[BEGIN]
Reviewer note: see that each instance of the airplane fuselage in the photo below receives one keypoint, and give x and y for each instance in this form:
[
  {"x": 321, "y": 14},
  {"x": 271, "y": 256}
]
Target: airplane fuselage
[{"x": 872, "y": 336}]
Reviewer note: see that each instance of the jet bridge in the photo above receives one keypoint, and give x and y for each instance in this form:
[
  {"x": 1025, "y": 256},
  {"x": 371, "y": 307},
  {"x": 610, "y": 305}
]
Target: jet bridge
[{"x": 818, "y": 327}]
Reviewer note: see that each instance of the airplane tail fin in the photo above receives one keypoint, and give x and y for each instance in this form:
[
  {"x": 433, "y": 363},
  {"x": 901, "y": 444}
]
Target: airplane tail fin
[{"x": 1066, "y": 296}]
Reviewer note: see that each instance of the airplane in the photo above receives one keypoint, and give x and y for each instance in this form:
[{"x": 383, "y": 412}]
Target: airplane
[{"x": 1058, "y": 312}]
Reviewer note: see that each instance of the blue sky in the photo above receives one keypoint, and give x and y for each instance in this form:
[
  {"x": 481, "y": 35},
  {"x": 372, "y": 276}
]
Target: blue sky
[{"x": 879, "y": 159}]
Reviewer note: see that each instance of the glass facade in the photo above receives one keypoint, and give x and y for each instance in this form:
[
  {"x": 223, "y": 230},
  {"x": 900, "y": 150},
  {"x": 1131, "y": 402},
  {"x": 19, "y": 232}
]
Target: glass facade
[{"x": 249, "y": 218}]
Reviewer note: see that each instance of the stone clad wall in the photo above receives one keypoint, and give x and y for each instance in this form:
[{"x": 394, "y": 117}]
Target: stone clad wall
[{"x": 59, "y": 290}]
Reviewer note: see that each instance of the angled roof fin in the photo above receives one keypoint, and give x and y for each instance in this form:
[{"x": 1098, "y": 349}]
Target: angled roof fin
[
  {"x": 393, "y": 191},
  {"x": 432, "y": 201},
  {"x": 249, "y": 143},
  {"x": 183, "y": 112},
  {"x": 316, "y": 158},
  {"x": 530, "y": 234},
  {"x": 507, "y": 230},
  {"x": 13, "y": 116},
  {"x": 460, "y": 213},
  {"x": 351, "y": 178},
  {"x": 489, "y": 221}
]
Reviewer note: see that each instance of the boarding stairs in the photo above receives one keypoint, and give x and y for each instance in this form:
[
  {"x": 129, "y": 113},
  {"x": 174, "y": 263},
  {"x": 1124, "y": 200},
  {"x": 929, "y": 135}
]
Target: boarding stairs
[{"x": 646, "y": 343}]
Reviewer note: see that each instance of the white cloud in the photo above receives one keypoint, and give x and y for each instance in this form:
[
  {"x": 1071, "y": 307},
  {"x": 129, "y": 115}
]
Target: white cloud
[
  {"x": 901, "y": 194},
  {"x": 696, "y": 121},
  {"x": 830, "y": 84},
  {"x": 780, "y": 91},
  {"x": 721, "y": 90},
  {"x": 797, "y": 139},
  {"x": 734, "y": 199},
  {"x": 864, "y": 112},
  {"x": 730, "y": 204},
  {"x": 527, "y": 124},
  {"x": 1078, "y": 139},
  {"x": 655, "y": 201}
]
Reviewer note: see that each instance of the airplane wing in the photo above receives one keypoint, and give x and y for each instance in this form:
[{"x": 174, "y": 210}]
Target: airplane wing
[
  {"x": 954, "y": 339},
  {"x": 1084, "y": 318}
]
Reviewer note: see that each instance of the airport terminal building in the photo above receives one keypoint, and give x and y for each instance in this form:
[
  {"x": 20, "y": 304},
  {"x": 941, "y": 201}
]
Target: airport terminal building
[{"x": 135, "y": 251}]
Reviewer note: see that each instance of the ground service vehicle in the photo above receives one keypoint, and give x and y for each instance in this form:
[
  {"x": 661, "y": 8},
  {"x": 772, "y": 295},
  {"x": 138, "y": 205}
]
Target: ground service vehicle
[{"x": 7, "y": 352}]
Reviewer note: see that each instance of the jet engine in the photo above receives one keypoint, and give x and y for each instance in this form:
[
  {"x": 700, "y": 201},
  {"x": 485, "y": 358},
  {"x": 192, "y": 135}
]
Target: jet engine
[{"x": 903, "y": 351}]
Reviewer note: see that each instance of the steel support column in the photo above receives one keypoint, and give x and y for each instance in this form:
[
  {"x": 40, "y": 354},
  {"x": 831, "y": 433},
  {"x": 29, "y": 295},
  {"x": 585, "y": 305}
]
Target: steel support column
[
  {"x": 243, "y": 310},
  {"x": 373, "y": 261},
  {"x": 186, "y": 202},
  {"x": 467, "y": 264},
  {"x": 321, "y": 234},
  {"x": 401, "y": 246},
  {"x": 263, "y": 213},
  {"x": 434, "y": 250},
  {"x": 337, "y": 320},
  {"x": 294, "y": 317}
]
[END]
[BEGIN]
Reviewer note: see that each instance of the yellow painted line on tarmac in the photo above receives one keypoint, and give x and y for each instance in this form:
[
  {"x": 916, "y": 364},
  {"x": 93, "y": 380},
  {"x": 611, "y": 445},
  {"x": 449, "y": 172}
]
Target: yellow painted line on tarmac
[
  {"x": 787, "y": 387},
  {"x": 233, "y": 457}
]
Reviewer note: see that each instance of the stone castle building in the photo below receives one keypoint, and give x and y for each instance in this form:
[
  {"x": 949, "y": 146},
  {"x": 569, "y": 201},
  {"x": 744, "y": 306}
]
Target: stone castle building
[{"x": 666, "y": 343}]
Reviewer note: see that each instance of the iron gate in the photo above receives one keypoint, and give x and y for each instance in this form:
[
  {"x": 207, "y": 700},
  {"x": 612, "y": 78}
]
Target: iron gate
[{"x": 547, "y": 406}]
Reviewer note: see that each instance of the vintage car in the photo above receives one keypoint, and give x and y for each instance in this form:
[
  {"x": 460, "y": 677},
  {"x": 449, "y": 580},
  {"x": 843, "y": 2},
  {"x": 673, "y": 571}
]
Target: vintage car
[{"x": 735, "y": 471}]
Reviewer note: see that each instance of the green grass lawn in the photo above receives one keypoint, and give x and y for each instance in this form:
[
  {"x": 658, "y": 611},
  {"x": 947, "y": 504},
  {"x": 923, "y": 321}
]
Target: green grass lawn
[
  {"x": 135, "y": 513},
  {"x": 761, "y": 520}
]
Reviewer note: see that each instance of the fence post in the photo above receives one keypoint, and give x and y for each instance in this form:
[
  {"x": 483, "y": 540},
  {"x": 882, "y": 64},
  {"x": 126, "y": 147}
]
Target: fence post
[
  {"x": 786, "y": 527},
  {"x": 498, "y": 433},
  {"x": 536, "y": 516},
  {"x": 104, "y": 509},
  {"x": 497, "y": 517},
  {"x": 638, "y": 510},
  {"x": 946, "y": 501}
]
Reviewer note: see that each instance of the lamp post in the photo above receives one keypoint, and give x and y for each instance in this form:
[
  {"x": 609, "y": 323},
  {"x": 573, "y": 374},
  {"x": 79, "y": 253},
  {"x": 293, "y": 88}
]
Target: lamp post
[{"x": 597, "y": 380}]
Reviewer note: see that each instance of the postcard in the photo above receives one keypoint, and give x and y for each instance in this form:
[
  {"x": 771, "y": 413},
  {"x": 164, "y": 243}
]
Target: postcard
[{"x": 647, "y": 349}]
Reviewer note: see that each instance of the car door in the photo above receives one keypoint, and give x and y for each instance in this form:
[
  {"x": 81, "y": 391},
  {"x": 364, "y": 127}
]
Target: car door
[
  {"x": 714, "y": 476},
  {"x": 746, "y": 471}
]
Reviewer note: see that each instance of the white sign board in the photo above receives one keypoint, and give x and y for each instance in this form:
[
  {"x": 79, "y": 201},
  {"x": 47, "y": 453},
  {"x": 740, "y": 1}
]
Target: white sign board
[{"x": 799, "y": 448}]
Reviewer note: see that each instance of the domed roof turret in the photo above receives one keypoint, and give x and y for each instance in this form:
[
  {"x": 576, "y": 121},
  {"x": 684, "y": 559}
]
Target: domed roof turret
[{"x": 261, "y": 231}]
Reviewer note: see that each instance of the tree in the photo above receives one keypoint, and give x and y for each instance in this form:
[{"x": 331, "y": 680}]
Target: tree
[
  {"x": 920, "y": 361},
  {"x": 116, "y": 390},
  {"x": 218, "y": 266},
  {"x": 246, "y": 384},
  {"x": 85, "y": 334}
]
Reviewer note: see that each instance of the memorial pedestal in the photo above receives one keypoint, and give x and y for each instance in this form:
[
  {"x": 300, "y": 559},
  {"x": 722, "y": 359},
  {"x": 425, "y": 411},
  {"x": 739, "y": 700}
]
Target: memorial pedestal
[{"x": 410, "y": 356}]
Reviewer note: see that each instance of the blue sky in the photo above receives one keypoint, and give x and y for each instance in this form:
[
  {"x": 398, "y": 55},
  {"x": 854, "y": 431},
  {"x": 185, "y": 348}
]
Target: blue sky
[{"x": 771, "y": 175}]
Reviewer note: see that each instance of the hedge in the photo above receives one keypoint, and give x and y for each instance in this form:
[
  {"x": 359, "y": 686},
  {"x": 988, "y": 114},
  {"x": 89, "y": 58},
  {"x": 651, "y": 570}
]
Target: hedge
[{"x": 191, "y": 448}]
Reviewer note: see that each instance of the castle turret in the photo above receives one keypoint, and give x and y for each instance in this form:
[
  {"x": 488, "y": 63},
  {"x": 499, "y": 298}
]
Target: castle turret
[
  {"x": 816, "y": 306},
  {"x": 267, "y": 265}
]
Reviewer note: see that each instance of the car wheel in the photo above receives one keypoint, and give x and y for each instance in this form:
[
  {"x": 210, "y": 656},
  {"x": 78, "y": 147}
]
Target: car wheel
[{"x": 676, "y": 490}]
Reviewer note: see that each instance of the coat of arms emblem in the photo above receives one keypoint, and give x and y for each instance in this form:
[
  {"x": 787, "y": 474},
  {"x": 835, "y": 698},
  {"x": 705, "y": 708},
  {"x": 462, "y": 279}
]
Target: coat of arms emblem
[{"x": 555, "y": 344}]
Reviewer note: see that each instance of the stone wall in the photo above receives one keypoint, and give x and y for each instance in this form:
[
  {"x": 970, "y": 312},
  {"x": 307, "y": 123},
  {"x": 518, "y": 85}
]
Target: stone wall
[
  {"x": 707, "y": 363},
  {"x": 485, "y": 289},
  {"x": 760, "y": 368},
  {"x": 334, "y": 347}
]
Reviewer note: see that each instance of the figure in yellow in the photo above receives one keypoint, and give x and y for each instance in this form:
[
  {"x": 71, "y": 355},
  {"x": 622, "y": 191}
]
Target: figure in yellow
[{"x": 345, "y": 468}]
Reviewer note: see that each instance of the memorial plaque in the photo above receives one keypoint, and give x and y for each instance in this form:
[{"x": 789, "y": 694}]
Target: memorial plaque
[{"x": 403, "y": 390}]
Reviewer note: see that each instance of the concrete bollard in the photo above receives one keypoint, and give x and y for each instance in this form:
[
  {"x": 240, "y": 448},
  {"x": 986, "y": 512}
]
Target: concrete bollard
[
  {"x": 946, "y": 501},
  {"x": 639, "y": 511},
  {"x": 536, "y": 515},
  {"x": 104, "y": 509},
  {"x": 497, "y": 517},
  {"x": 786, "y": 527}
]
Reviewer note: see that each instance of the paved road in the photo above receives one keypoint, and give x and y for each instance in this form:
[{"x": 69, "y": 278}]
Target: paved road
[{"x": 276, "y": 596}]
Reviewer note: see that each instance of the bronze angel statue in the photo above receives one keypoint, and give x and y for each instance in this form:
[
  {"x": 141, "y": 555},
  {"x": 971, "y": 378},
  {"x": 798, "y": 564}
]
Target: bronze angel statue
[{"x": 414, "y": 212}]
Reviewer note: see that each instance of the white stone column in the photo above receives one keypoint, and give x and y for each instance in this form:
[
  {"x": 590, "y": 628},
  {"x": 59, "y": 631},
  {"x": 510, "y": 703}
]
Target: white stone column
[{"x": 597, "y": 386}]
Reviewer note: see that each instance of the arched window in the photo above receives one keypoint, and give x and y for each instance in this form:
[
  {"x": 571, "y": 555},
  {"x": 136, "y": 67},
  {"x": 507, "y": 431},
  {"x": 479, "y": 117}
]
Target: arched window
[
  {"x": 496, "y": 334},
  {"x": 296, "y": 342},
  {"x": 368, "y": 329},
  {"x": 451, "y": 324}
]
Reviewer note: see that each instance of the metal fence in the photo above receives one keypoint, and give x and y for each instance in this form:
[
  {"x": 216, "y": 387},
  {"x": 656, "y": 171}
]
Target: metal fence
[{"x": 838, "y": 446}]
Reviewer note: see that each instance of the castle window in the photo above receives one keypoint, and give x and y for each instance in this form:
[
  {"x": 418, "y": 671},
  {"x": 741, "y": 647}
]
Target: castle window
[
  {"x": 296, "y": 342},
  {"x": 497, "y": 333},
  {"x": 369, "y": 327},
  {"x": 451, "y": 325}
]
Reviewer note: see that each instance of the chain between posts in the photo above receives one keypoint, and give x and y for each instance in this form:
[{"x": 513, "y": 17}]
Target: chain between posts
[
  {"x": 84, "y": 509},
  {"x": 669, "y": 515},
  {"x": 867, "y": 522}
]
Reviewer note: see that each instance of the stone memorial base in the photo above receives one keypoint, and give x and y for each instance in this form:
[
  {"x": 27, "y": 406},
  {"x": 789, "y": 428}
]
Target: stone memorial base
[END]
_Job_
Show, copied in full, each line of the records above that contains the string "wheel".

_Solution to this task_
Reviewer note: see that each instance of the car wheel in the photo above receives one keypoint, and give x and y for each instance in this form:
Target: car wheel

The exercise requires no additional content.